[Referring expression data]
=====
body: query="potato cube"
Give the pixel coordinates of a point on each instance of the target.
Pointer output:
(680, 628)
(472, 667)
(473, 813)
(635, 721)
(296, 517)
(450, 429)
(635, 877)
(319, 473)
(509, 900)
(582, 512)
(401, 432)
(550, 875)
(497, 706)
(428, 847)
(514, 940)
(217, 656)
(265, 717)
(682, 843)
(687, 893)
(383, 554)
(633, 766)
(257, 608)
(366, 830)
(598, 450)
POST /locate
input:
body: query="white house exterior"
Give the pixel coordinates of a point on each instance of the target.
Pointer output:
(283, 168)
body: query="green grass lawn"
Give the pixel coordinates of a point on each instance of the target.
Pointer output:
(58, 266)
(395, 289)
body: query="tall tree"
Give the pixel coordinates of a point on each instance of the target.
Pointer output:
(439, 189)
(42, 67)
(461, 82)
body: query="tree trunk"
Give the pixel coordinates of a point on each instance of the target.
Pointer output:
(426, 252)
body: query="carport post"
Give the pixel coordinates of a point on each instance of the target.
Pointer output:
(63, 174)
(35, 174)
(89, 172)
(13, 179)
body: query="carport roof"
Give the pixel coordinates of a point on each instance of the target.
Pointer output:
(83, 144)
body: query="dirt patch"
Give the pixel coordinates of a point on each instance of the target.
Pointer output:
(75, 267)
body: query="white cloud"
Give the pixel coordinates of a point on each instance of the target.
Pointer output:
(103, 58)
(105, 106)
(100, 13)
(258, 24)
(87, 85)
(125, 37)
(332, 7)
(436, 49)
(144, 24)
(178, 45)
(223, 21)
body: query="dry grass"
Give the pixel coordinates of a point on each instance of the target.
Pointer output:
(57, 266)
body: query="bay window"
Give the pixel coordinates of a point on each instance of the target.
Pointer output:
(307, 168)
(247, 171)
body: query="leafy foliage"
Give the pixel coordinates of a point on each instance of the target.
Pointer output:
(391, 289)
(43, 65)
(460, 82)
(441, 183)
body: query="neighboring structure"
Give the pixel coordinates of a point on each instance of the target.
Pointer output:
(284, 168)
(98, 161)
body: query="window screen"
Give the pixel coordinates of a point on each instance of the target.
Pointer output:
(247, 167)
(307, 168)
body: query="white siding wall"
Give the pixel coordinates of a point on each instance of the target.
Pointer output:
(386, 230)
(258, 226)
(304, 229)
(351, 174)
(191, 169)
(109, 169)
=====
__ACTIVITY__. Copy all the lines from the data above that hold the word "grass".

__RESULT OF THIS TASK__.
body: query="green grass lawn"
body: query="dry grass"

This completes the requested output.